╭──

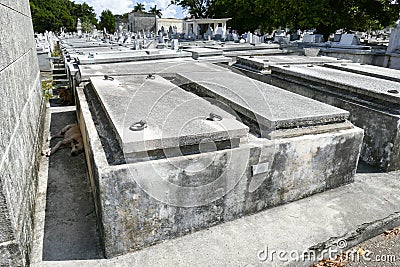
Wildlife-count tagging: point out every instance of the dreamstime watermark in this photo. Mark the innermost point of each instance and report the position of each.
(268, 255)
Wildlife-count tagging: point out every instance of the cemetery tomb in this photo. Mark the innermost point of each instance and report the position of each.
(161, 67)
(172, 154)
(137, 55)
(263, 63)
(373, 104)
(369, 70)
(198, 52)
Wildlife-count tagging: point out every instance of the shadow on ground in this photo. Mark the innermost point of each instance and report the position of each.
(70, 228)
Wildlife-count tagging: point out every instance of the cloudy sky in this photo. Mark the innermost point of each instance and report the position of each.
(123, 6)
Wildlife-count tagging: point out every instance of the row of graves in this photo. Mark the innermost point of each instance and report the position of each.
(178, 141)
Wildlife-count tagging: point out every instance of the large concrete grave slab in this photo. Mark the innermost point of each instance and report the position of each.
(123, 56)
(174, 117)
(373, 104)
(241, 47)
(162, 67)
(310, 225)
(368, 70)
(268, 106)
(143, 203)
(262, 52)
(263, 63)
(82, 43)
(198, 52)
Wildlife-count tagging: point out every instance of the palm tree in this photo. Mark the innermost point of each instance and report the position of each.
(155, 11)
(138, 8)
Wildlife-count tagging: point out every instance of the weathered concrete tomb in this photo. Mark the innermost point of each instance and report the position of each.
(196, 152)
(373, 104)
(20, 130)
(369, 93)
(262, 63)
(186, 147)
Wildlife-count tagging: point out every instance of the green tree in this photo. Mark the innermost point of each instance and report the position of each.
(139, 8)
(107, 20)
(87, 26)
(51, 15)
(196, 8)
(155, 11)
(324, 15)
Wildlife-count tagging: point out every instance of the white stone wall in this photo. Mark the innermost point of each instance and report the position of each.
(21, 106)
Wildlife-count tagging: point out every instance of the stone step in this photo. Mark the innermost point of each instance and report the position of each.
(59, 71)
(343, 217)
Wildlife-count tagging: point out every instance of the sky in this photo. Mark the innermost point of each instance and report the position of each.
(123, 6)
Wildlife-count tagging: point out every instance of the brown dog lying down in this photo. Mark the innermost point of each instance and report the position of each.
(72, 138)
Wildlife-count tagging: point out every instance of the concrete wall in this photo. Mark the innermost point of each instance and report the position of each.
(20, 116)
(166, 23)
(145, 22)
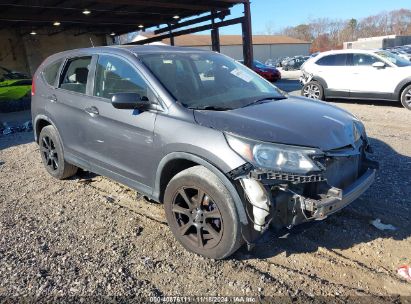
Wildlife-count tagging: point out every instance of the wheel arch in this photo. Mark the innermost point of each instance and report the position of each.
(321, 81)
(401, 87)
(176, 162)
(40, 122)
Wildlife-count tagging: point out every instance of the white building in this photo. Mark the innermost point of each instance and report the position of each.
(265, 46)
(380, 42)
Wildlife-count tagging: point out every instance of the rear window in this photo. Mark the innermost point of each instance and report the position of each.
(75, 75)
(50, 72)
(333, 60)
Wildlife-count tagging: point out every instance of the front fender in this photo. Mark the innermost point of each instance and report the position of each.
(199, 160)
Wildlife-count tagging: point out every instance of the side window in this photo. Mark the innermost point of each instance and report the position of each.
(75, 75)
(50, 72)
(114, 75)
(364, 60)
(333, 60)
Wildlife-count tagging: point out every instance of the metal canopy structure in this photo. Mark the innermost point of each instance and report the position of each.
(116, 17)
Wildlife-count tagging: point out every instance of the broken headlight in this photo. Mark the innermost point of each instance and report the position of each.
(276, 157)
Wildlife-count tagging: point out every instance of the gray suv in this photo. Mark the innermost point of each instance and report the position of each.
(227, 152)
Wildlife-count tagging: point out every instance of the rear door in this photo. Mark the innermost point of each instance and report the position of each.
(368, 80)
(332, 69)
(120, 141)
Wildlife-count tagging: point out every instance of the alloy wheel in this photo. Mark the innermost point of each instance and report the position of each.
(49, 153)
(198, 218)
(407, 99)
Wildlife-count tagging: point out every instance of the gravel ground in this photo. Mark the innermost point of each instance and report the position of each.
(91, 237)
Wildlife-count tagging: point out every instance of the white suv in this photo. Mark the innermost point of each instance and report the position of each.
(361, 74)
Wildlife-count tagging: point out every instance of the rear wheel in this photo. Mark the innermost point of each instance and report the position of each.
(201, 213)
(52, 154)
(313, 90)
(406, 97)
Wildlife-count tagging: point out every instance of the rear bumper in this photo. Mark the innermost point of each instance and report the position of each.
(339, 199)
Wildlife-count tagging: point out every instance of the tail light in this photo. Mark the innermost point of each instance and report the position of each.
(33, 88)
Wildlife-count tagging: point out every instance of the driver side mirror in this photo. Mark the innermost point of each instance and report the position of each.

╰──
╭──

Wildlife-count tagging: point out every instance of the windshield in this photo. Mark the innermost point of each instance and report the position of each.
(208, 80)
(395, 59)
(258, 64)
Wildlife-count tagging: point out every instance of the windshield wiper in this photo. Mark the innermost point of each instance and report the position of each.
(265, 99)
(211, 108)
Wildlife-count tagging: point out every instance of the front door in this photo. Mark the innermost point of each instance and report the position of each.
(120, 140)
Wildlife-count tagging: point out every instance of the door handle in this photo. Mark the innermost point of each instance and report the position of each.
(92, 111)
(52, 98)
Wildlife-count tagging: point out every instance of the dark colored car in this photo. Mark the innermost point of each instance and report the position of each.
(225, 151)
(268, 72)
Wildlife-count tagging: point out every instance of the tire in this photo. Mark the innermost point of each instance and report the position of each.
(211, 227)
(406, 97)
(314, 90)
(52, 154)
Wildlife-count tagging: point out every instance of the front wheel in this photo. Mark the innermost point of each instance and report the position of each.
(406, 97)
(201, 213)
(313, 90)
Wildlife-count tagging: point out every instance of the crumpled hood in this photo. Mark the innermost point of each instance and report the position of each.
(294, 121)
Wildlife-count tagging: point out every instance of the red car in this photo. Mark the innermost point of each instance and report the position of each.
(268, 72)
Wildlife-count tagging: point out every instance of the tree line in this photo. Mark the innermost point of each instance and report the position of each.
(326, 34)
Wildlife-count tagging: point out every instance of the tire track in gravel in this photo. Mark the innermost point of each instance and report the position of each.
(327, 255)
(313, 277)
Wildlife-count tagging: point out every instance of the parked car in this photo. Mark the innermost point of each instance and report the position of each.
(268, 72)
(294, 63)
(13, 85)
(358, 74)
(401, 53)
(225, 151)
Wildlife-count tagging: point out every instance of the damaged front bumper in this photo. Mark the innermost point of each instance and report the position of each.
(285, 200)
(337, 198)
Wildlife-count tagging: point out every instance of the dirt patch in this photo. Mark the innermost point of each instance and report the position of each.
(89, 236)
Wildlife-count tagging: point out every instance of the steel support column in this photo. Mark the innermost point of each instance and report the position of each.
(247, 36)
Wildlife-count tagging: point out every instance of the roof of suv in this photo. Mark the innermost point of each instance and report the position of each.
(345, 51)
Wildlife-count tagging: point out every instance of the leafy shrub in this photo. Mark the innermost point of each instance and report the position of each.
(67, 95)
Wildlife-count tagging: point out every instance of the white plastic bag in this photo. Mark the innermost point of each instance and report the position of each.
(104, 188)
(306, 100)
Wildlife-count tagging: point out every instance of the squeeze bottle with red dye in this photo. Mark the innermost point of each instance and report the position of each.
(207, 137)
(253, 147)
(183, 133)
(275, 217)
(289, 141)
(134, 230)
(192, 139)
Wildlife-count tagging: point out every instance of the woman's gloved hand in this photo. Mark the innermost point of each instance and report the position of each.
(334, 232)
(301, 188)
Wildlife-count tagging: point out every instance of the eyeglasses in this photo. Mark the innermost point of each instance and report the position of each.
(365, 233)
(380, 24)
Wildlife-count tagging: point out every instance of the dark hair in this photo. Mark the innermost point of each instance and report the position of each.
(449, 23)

╰──

Task instructions> Print exactly the lines of the listing above starting at the line containing "the rear bumper" and ending at the line containing "Wildlife-count tagging: point out every instance of the driver", both included.

The completed task>
Wildlife-count tagging: point out every instance of the rear bumper in this photo. Mark the innermost point of each instance and report the position of each.
(339, 199)
Wildlife-count tagging: point out every instance of the tail light in this photo. Mark the innermost point of each instance and report the position of each.
(33, 88)
Wildlife-count tagging: point out every instance of the driver side mirror in this photo. Mark the innermost point of each instance and report the position of each.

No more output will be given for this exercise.